Text block:
■ ■ ■ ■ ■
This vulnerability exposes patient medical history records to unauthorized access, theft, or deletion by any attacker who can reach the application over the network. For healthcare organizations, unauthorized access to patient records creates direct exposure under patient privacy regulations, including potential regulatory investigation, mandatory breach notification, and associated fines. Operational impact includes potential corruption or loss of patient history data, which can disrupt clinical workflows and, in active care settings, create patient safety implications if records are altered or destroyed.
You Are Affected If
You are running SourceCodester Hospitals Patient Records Management System version 1.0
The /admin/patients/manage_history.php endpoint is accessible from the internet or an untrusted network segment
No web application firewall or IPS rule is blocking SQL injection patterns against this application
You have not applied a vendor-issued patch or manual code fix to sanitize the 'ID' parameter in manage_history.php
Database credentials used by the application have broad read/write access beyond the minimum required schema
Board Talking Points
A publicly known, remotely exploitable flaw in our hospital records software allows an attacker to read or destroy patient medical history data with no login required.
■ ■ ■ ■ ■
Work instruction 1:
Reproduce everything in the vulnerability advisory from "This vulnerability exposes" down to "altered or destroyed.".
Work instruction 2:
Which version of the SourceCodester Hospitals Patient Records Management System does the vulnerability advisory list as affected?
Work instruction 3:
Check each statement against the vulnerability advisory and answer yes or no, quoting the deciding words: (a) An attacker must log in to exploit the flaw. (b) The operational impact includes possible corruption or loss of patient history data. (c) You are affected if no web application firewall or IPS rule is blocking SQL injection patterns against the application.

Extracted material:
■ ■ ■ ■ ■
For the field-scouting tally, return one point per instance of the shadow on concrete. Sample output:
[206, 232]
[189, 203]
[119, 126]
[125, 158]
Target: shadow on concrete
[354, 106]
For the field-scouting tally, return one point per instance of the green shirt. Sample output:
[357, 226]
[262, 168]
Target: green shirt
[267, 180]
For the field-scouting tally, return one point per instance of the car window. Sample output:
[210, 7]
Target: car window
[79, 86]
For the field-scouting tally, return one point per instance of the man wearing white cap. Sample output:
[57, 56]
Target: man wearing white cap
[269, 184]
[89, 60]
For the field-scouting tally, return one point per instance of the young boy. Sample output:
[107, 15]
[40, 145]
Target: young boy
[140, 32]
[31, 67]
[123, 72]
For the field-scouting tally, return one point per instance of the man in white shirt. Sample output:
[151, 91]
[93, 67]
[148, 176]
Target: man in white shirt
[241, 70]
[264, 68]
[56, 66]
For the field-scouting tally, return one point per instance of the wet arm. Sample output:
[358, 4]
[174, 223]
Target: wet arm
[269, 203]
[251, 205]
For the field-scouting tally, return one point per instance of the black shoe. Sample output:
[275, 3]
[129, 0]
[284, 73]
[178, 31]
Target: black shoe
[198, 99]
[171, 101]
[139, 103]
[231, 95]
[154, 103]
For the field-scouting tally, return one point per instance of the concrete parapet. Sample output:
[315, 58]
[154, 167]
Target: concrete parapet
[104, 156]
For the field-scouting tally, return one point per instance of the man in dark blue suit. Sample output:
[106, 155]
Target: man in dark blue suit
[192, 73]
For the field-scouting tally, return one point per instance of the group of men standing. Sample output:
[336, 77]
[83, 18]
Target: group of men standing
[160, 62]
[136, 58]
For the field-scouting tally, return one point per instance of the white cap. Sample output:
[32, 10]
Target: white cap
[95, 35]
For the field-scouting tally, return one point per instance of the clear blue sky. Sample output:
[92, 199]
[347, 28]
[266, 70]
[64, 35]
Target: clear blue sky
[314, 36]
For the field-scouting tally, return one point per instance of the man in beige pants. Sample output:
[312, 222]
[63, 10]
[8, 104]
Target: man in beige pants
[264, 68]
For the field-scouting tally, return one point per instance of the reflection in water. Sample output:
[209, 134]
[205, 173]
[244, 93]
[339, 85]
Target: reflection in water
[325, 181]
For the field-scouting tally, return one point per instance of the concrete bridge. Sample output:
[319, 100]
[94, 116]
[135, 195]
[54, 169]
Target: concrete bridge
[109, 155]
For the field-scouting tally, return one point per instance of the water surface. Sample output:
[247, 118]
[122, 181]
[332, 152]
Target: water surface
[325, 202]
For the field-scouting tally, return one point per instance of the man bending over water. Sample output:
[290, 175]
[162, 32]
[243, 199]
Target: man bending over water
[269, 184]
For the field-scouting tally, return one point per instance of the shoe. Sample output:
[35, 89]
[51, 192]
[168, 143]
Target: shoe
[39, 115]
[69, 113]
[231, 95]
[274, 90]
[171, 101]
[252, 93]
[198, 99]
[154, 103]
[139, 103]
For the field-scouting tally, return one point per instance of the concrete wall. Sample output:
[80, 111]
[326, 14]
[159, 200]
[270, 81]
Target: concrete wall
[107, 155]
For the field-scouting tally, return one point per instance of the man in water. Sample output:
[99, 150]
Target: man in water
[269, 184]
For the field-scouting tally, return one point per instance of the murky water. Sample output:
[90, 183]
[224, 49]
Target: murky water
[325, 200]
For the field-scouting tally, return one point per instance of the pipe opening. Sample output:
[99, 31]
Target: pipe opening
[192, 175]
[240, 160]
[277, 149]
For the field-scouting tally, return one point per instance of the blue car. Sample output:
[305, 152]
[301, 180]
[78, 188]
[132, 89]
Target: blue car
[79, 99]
■ ■ ■ ■ ■
Expected output 1:
This vulnerability exposes patient medical history records to unauthorized access, theft, or deletion by any attacker who can reach the application over the network. For healthcare organizations, unauthorized access to patient records creates direct exposure under patient privacy regulations, including potential regulatory investigation, mandatory breach notification, and associated fines. Operational impact includes potential corruption or loss of patient history data, which can disrupt clinical workflows and, in active care settings, create patient safety implications if records are altered or destroyed.

Expected output 2:
Version 1.0.

Expected output 3:
(a) No: "with no login required"
(b) Yes: "Operational impact includes potential corruption or loss of patient history data"
(c) Yes: "No web application firewall or IPS rule is blocking SQL injection patterns against this application"